A tool to convert & query Apache Calcite data sources as GraphQL API's

Overview

Apache Calcite <-> Distributed, Federated GraphQL API

This repo contains a work-in-progress prototype and research project on using Apache Calcite as the backbone of GraphQL services.

Similar work has been done by LinkedIn on Coral, though the GraphQL implementation is not yet publically available and Coral uses an internal form of IR that is slightly modified from Calcite's. Additionally, the goals and usecase of Coral are somewhat different from those of this project.

Goals

As a user I want:

  • To be able to access and modify data stored anywhere, given it has a well-defined structure (schema)
    • This includes Relational Databases, Non-relational Databases, data stored on-disk (CSV, JSON, etc)
  • To be able to query data from multiple databases in a single query (distributed/federated querying)
  • Ability to join across data sources by defining virtual relationships
  • Performance
    • Low latency, p90 for queries competitive with a hand-written implementation
    • Federated queries should complete quickly enough to be usable in day-to-day clientside operations

As an engineer, I want:

  • An industrial-grade query planner and optimizer backing the query execution
  • Extensibility. Ability to easily write new engines/adapters to run operations on
    • IE: Exposing Airtable's API as a GraphQL/SQL-queryable source
  • To work with a widely-used and mature set of tools.
  • Standardization. To not invent anything myself, because:
    • A) I'm probably not qualified to do so
    • B) There are likely people who have spent the length of my lifetime thinking about and solving a similar problem

Roadmap and Current Progress

As of today, given a Calcite schema (IE from a JDBC connection, or any other adapter), this project can generate the corresponding GraphQL schema and execute queries successfully. (See "Walkthrough of Current Progress" below)

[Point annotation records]

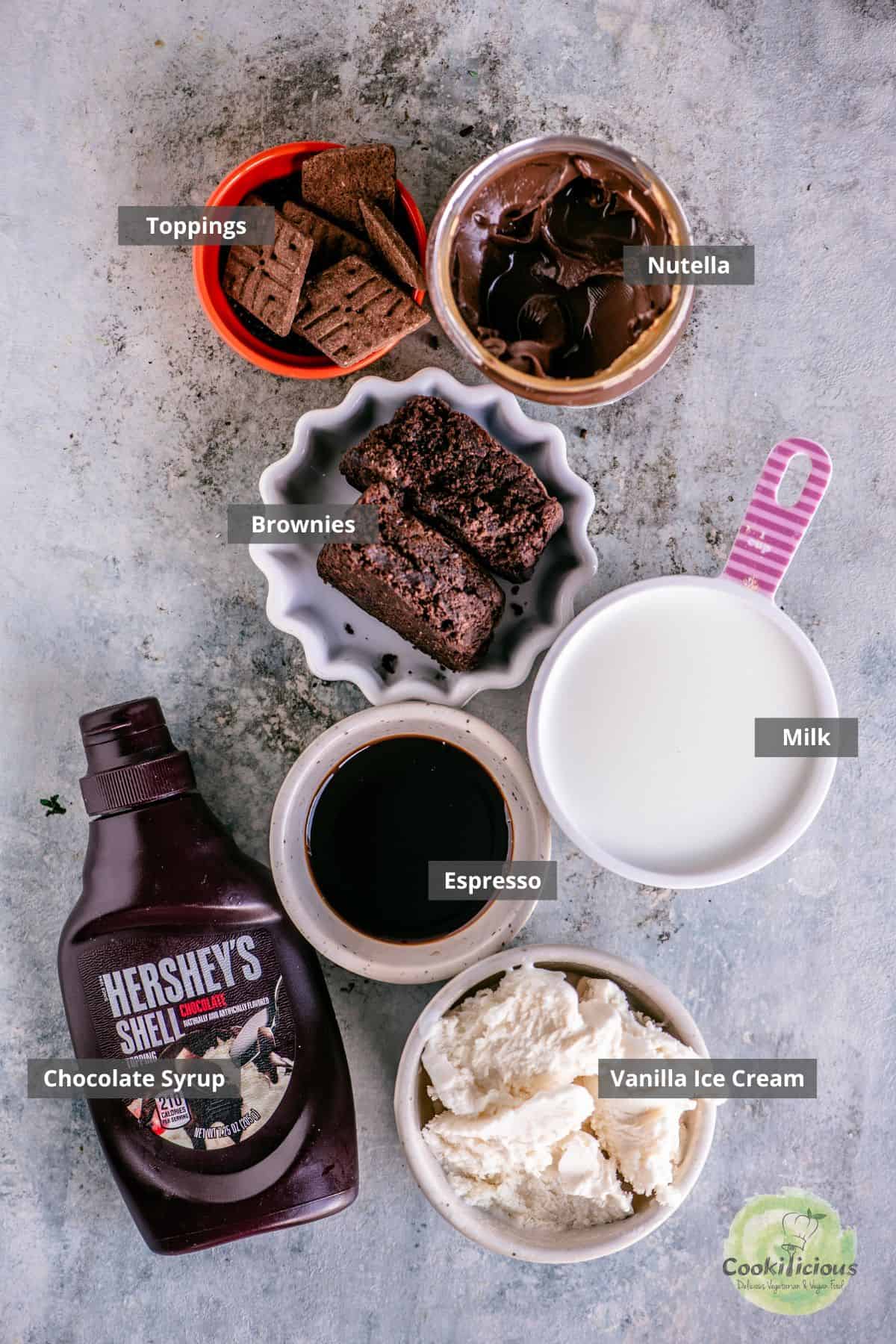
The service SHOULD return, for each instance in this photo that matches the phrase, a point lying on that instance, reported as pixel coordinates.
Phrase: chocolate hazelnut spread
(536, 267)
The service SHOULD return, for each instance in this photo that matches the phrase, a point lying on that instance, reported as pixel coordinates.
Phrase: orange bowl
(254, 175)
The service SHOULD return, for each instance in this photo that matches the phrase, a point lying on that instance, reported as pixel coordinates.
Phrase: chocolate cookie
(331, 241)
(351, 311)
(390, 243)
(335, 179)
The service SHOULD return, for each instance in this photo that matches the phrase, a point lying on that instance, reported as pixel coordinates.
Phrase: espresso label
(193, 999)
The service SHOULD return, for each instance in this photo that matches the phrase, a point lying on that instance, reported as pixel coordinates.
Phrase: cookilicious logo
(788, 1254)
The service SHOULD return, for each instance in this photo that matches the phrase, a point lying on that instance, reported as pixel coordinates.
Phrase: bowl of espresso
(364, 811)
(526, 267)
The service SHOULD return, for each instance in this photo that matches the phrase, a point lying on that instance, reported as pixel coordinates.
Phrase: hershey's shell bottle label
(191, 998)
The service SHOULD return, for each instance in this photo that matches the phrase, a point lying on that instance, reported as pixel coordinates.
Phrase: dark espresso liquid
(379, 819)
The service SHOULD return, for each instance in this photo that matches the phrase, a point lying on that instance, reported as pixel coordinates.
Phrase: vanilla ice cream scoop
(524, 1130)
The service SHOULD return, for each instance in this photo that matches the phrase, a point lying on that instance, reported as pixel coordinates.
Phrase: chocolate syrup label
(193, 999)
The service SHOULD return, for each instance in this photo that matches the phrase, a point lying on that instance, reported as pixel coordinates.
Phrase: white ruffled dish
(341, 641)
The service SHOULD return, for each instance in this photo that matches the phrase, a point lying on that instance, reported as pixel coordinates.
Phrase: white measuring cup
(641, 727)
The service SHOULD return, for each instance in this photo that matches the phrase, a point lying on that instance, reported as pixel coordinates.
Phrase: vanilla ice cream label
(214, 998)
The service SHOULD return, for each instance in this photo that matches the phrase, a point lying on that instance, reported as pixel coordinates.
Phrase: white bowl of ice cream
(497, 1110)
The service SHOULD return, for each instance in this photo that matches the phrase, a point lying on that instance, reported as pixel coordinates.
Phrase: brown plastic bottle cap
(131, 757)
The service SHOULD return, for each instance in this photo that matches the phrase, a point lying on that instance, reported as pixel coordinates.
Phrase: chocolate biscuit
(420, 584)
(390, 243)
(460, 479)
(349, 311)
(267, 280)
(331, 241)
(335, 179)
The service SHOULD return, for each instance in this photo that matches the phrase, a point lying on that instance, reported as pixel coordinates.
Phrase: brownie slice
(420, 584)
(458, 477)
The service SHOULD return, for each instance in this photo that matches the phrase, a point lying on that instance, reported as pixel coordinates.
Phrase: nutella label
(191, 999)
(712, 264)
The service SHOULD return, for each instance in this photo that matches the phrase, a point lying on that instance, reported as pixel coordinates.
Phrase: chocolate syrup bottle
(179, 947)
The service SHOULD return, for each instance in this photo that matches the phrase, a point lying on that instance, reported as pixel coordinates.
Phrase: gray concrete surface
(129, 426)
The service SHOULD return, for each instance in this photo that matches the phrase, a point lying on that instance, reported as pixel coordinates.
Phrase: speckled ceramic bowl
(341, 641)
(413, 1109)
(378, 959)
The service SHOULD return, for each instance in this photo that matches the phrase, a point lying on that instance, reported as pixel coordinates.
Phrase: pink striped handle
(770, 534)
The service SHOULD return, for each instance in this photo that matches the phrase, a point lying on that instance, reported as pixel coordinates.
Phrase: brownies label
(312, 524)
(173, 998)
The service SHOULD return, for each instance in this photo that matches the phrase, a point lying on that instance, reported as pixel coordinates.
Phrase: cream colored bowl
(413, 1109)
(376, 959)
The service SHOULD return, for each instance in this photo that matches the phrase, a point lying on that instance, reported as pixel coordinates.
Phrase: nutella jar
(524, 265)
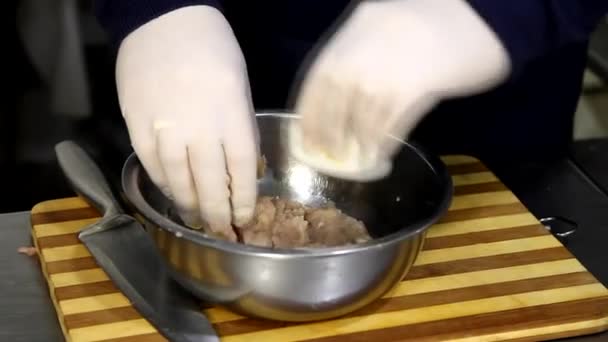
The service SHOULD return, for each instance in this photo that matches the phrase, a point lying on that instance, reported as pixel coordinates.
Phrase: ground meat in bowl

SHORT TASK 1: In the project overview, which company is said to have done similar work on Coral?
SHORT TASK 2: Write out, word for word, the stretch of the project overview from "Similar work has" through "well-defined structure (schema)".
Rely on the project overview alone for your answers.

COMPLETE RESPONSE 1: LinkedIn

COMPLETE RESPONSE 2:
Similar work has been done by LinkedIn on Coral, though the GraphQL implementation is not yet publically available and Coral uses an internal form of IR that is slightly modified from Calcite's. Additionally, the goals and usecase of Coral are somewhat different from those of this project.

Goals

As a user I want:

  • To be able to access and modify data stored anywhere, given it has a well-defined structure (schema)